- WHAT IS REQUIRED -
Lines before the one containing "Query: peony blossom center" are left out; return that line and all lines after it, exactly, through the end of the records below.
-- EXERCISE MATERIAL follows --
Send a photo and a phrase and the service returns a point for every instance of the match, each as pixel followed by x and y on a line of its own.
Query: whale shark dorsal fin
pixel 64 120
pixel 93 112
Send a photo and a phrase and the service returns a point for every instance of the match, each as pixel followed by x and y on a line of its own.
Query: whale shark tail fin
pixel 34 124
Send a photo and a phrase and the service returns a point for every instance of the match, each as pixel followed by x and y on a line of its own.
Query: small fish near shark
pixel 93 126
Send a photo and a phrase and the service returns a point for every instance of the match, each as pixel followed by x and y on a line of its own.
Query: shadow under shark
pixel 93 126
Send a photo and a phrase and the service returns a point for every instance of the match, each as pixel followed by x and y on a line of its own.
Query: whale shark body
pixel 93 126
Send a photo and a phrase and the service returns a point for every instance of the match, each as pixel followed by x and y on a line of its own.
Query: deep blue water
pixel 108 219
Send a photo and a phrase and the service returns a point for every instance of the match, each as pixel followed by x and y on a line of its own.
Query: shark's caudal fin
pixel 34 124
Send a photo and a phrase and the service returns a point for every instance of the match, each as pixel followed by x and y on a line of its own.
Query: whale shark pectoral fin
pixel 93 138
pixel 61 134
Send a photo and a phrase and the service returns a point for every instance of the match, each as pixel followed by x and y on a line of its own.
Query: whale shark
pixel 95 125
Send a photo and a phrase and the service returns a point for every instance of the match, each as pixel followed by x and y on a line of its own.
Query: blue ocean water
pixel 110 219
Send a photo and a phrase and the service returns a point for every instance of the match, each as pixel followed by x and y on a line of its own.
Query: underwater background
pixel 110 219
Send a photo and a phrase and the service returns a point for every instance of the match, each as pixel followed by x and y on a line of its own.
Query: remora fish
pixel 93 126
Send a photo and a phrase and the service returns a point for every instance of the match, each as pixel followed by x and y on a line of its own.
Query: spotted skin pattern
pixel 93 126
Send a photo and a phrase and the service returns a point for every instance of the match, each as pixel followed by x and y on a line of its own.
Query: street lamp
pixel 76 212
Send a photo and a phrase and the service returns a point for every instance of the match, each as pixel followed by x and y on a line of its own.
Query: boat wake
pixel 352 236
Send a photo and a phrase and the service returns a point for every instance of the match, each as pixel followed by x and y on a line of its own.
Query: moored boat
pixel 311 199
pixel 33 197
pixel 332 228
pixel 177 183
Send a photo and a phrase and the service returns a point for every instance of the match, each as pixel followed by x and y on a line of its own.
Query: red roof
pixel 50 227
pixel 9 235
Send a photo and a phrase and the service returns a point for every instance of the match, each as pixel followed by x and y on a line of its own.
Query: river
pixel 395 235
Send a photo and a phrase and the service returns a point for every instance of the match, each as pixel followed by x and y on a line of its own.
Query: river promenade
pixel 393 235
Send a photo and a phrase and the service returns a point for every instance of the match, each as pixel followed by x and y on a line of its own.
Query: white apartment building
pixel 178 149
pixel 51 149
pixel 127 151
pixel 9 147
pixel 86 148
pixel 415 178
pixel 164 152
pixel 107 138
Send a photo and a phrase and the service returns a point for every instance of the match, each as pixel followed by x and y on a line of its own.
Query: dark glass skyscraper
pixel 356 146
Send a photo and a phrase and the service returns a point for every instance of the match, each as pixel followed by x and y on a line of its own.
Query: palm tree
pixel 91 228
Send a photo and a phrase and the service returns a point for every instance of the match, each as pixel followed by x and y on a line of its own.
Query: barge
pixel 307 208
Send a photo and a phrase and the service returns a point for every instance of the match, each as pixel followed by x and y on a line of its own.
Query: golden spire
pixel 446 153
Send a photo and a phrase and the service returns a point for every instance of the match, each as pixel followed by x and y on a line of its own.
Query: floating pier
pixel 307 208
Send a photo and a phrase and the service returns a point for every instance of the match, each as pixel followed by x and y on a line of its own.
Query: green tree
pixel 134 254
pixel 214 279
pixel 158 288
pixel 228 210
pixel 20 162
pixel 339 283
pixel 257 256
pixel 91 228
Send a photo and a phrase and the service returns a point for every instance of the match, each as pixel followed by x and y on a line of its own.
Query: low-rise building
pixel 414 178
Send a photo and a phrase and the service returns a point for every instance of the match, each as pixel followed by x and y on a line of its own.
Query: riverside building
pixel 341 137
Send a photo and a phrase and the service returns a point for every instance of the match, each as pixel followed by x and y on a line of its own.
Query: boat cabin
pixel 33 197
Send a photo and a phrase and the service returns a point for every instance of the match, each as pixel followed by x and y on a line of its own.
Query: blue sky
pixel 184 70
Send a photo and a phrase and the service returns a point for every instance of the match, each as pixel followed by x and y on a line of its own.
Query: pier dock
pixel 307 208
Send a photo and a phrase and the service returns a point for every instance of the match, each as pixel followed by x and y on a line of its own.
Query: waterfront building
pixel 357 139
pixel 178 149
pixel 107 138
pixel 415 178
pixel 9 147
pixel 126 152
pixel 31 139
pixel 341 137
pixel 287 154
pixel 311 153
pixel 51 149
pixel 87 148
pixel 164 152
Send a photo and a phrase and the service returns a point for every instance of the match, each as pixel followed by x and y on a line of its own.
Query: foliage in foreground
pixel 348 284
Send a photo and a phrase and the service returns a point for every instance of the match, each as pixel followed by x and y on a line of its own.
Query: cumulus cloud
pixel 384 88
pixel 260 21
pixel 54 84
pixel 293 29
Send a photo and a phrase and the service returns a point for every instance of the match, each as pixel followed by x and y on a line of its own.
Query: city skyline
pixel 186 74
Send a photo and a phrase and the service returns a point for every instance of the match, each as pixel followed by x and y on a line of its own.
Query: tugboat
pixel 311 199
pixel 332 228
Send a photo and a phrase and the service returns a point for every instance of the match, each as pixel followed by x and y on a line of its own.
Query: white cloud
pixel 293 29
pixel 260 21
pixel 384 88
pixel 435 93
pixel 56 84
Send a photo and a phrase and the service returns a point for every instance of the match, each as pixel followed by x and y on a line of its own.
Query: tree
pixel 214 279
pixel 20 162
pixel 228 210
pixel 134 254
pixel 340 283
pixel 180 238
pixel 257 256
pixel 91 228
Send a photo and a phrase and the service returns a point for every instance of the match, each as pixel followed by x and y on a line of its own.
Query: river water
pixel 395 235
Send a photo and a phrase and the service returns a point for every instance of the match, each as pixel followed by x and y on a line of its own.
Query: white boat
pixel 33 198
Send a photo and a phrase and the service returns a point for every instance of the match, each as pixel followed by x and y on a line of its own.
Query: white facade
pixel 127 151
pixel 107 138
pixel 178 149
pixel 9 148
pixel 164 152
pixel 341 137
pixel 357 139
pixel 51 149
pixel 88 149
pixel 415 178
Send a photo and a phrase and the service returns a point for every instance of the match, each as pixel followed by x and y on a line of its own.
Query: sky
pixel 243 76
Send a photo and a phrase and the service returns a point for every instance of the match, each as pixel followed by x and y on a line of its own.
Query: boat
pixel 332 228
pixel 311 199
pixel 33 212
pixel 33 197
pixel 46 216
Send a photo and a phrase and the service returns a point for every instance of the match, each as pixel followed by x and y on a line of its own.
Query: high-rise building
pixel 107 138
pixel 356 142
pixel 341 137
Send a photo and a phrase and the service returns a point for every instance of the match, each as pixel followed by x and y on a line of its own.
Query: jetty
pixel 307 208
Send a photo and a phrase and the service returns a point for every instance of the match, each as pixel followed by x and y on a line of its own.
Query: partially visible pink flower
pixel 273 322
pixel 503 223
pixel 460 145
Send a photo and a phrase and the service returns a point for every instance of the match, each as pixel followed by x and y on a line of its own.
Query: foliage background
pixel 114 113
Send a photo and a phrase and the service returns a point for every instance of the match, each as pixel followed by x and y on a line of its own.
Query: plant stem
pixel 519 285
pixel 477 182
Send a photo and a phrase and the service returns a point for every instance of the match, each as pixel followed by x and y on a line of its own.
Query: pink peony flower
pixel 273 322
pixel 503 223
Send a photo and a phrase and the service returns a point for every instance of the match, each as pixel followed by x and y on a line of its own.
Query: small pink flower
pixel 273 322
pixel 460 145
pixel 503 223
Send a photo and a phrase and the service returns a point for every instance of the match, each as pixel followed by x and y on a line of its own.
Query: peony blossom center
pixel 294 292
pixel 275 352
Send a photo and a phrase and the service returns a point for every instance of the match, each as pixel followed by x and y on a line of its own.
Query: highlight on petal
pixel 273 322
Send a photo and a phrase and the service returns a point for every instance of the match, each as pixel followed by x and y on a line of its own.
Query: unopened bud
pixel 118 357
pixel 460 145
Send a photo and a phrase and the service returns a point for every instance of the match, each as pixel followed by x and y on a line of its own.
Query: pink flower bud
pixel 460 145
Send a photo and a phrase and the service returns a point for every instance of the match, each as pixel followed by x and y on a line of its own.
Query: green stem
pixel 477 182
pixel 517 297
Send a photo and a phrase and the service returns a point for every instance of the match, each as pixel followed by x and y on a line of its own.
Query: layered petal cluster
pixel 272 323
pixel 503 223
-- EXERCISE MATERIAL concluded --
- WRITTEN ANSWER -
Query: peony blossom center
pixel 294 292
pixel 275 352
Send a photo and a phrase and the service returns a point for every instance of the match, each as pixel followed by x and y on a line of its own.
Query: highlight on petal
pixel 273 322
Send a photo and a phrase and the service returns a point for every instance of the match, each as pixel followed by x and y on a line of its own.
Query: unopened bud
pixel 118 357
pixel 460 145
Send a photo and a phrase and the service returns a point for every instance of the match, each as pixel followed by x and y on a line of its own.
Query: pink flower bud
pixel 460 145
Send a photo and a phrase and the service returns a point for every instance of the match, each as pixel followed by x and y on a line of its own.
Query: green stem
pixel 477 182
pixel 517 297
Send a photo and a phrase and the service returns a point for every instance of the match, each as pixel followed by x and y on a line of its own.
Query: layered petal cluster
pixel 272 323
pixel 503 223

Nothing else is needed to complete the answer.